Start of Dataset records
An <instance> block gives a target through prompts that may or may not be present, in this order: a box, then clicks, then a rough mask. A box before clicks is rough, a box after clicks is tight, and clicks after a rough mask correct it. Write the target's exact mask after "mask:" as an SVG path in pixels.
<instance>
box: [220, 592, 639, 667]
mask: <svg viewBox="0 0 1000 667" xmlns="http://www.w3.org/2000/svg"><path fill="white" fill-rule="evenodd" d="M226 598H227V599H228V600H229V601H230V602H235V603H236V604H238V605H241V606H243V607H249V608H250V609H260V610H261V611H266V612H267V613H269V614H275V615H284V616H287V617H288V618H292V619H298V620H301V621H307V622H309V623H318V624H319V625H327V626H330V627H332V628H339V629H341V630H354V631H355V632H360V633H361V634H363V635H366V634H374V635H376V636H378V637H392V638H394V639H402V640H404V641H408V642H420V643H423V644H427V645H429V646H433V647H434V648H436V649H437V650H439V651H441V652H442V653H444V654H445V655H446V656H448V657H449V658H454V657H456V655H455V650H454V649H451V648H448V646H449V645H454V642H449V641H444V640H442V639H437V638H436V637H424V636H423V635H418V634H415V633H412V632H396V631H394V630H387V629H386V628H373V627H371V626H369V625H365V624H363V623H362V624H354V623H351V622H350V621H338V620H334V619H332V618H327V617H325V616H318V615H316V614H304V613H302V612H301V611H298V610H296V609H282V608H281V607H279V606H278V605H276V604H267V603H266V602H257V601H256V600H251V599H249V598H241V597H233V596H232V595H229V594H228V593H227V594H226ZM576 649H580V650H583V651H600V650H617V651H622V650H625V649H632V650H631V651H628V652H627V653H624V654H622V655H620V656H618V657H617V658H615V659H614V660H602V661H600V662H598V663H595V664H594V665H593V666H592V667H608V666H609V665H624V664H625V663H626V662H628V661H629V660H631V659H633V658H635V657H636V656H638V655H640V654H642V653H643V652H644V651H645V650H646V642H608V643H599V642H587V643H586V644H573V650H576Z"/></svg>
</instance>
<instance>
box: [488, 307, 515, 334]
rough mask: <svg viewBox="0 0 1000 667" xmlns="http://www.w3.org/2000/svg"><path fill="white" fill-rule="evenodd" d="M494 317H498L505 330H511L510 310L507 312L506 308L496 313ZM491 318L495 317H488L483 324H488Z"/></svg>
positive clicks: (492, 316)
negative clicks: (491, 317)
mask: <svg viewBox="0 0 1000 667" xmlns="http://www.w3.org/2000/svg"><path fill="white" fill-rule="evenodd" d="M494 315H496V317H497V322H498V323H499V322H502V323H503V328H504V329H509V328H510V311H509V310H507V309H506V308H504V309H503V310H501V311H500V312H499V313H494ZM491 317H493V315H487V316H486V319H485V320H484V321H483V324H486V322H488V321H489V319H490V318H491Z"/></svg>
End of Dataset records
What the task requires =
Which lines of the records above contain the word "instance"? Copy each of them.

Response box =
An <instance> block gives a target through prompts that may or may not be present, in this order: a box, then clicks, then a rough mask. A box before clicks is rough, a box after clicks is tight, and clicks after a rough mask correct it. Write the target's exact mask after "mask:" as an SVG path in pixels.
<instance>
</instance>
<instance>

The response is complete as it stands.